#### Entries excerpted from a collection

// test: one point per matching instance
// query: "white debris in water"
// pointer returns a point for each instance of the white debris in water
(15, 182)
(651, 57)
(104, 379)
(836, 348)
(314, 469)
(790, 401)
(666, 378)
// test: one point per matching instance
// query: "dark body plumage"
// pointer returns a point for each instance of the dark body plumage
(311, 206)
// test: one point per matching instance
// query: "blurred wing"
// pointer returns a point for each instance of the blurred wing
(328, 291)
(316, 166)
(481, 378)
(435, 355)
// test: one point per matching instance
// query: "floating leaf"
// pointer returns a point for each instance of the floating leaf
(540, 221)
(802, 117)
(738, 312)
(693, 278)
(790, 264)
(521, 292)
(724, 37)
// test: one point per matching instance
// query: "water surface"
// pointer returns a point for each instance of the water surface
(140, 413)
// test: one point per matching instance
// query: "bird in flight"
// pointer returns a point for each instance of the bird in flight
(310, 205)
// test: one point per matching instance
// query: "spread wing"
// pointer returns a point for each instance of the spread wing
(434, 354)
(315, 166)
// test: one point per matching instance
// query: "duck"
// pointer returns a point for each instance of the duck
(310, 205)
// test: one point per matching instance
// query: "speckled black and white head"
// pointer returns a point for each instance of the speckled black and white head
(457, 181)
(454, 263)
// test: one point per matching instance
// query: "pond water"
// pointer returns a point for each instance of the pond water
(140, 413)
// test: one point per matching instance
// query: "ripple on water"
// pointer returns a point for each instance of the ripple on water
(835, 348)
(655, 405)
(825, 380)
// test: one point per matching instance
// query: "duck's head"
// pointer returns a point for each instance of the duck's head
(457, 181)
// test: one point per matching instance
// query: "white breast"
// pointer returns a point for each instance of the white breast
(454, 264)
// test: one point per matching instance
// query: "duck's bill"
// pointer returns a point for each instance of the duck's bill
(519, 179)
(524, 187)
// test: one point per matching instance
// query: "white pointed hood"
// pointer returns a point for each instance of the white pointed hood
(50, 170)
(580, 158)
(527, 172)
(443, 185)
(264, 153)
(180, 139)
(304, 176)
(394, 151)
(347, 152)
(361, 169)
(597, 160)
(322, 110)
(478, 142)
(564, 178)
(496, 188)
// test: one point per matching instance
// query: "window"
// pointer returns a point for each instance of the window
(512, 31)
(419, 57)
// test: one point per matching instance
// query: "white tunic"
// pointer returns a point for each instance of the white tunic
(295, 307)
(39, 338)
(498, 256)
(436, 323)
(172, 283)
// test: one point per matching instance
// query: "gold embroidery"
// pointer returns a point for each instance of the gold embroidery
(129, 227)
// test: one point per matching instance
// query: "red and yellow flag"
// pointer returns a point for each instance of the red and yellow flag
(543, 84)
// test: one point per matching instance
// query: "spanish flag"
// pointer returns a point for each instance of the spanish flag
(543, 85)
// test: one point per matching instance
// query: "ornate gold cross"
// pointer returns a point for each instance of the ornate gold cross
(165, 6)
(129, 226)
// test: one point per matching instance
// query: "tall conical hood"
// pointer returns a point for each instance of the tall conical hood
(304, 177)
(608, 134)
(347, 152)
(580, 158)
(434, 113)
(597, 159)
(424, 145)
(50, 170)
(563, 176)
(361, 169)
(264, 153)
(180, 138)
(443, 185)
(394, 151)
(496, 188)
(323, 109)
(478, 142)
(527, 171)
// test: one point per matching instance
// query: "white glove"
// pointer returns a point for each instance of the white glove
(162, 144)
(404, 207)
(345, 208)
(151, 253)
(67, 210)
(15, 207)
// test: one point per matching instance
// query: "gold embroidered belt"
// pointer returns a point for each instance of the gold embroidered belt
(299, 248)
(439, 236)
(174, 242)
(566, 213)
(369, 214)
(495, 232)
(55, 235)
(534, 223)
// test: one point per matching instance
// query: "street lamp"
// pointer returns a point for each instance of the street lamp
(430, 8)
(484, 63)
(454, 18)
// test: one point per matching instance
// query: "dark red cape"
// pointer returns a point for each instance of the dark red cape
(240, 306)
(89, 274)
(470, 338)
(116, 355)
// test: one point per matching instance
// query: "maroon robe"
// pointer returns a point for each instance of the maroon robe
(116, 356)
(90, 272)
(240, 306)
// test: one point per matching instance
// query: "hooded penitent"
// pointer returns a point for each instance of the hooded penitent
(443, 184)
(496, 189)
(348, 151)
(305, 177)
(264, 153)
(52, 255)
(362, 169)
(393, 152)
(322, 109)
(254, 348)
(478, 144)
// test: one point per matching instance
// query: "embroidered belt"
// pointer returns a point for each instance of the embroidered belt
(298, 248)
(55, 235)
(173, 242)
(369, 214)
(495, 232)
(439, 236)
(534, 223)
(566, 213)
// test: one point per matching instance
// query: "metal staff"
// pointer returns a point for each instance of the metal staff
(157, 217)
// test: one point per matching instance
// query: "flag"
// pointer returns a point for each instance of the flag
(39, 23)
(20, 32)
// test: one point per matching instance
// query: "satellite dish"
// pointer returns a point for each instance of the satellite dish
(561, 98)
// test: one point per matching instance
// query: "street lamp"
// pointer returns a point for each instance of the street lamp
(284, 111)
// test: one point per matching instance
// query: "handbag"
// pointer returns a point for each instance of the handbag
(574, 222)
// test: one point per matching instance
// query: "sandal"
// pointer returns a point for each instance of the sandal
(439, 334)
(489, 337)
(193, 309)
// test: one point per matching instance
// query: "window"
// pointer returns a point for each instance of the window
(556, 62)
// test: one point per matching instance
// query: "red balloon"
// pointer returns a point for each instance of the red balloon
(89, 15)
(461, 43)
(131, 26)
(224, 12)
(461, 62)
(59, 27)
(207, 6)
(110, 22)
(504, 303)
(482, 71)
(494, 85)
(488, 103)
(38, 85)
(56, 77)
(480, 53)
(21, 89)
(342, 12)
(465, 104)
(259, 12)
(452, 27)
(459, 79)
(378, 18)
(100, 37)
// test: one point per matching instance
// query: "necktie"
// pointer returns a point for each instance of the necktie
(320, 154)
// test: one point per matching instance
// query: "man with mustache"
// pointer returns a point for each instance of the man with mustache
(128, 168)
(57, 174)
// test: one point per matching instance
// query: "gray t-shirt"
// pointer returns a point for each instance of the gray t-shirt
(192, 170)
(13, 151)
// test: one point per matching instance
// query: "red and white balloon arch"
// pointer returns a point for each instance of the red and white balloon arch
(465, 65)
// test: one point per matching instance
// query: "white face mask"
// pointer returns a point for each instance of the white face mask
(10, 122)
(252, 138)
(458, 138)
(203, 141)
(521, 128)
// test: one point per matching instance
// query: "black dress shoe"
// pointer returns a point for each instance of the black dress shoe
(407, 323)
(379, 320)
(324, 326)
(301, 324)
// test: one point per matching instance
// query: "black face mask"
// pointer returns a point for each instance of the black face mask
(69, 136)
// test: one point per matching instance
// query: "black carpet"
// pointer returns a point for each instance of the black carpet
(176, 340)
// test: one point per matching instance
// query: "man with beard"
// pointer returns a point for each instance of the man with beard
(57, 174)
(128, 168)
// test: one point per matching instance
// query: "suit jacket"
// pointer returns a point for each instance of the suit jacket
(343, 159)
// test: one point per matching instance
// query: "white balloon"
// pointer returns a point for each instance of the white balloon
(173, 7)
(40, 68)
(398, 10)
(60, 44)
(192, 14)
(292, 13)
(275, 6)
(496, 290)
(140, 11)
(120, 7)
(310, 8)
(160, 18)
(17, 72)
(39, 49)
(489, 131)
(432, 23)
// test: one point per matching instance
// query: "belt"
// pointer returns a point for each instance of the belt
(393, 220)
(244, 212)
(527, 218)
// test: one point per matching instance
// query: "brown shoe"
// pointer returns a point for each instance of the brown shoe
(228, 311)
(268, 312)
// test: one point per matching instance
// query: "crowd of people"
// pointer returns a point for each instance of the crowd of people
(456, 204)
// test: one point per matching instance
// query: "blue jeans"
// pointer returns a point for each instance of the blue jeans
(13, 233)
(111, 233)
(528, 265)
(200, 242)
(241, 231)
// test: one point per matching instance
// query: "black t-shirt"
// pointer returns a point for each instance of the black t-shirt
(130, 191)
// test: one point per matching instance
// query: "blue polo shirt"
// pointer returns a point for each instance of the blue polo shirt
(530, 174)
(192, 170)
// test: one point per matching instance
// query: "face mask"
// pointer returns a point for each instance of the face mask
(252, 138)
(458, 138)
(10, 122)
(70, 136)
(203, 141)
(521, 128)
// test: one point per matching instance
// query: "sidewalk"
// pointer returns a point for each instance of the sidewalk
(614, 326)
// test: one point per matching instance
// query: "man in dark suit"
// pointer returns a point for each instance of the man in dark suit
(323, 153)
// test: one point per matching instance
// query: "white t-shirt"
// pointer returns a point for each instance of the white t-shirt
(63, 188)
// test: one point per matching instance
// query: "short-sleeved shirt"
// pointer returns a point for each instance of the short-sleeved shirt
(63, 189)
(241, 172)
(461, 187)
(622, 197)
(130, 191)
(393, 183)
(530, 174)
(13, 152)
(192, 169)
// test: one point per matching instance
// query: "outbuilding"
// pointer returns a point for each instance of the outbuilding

#### Written request
Count the lines in the entries above that contain the string "jacket". Give only the number.

#### Written solution
2